[Excerpts from point annotation data]

>>>>

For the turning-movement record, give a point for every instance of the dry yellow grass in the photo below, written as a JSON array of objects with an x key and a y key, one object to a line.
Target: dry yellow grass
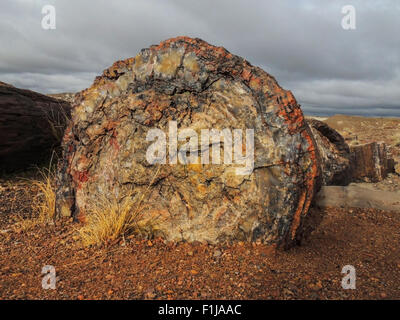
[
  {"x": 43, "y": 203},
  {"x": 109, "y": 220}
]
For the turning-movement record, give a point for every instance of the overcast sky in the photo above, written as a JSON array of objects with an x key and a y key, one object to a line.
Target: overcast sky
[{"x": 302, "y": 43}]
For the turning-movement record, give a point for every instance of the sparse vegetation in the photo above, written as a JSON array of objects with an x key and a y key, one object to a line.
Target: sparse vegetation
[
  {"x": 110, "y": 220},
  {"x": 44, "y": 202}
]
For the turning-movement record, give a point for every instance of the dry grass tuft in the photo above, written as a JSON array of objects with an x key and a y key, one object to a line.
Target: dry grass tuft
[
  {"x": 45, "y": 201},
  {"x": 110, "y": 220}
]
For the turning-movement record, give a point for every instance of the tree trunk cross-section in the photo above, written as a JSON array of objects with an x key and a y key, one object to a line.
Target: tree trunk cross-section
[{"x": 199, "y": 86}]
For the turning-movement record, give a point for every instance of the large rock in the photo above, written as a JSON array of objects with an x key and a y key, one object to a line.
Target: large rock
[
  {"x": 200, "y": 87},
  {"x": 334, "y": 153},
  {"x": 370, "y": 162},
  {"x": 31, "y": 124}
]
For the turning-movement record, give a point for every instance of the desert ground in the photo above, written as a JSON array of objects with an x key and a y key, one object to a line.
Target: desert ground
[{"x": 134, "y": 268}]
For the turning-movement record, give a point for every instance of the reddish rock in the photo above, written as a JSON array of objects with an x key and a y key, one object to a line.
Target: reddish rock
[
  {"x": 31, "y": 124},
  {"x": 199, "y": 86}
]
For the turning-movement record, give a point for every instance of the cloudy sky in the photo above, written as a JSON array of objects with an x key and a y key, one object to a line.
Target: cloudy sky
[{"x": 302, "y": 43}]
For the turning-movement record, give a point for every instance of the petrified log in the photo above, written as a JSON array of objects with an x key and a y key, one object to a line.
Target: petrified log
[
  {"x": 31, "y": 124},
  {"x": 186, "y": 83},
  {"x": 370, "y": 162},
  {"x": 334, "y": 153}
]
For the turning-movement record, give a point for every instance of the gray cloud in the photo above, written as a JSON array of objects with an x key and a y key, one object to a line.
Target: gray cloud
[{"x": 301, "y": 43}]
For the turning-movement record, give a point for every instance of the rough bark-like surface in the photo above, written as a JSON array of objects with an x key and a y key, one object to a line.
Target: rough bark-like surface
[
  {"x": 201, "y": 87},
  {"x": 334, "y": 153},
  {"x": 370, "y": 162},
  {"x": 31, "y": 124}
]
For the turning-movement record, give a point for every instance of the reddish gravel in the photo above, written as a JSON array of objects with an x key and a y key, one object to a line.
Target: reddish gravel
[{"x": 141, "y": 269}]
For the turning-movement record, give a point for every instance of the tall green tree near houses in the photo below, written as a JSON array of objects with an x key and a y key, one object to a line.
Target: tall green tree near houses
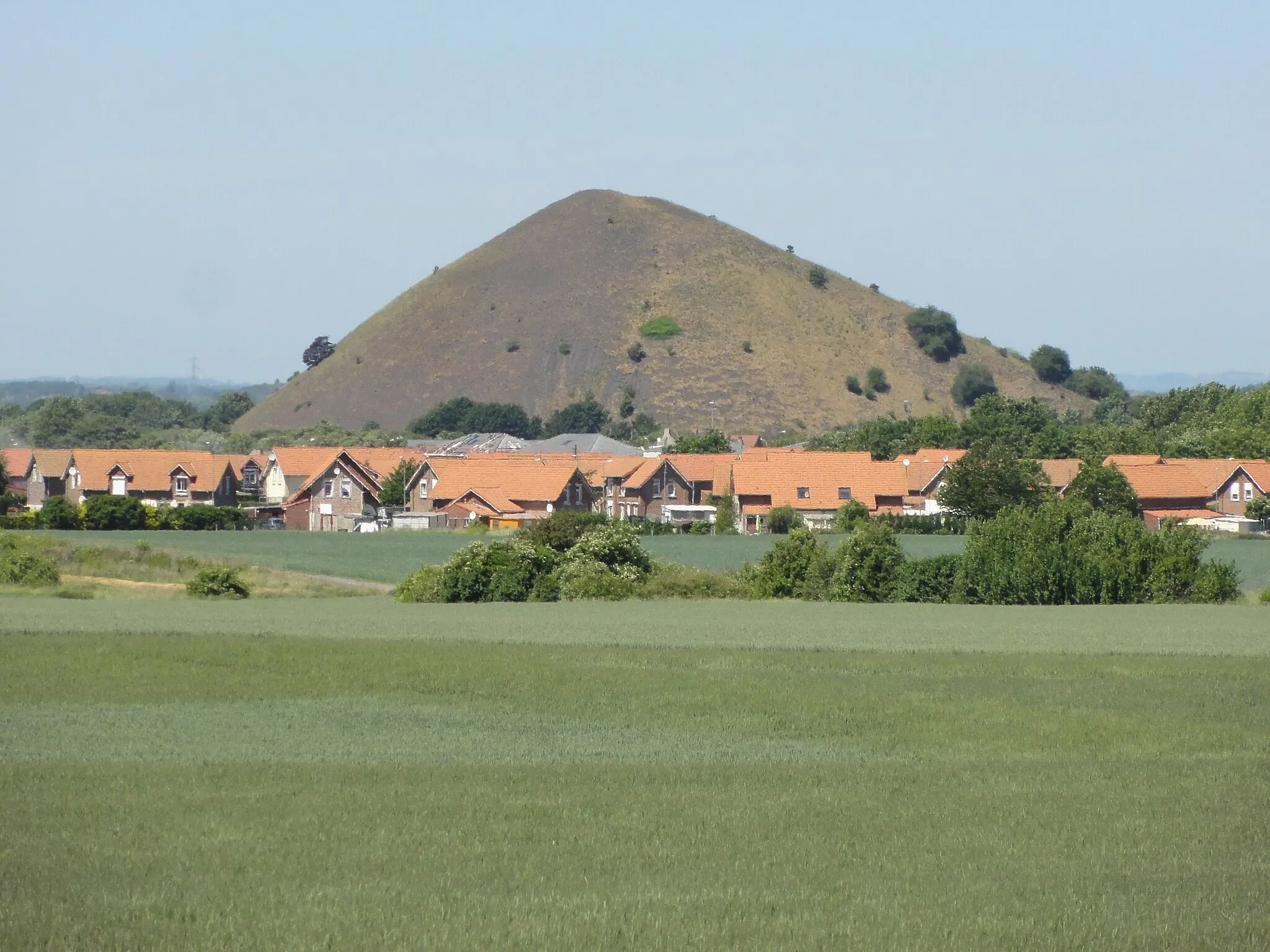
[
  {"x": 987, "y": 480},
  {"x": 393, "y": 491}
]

<<<<

STATED PROBLEM: From the line that holds "of the gray" to the last line of the records, please copy each line exactly and nothing else. Pictures stay out.

TASK RESULT:
For the turning-movement record, give a point for every instance of the gray cloud in the photo above, written as a JSON array of objects with an x key and a y key, one object to a line.
Target: gray cloud
[{"x": 301, "y": 43}]
For the turning-movement record, give a point for every instance of the rough bark-like surface in the photo above, written as a JSON array of objects with an x key and a y key, one object to a line.
Target: rough bark-like surface
[
  {"x": 201, "y": 87},
  {"x": 334, "y": 153},
  {"x": 370, "y": 162},
  {"x": 31, "y": 124}
]
For the turning-movement record, give a point for every instance of the reddish gravel in the photo above, written as a JSON array of objects with an x key and a y key, one object to a line.
Target: reddish gravel
[{"x": 141, "y": 269}]
For the turning-movement record, give a point for every instance of the tall green tree near houses in the photo below, written as a JSON array of objects with an x key and a y key, one object to a line.
Target: tall green tree near houses
[
  {"x": 987, "y": 480},
  {"x": 393, "y": 491}
]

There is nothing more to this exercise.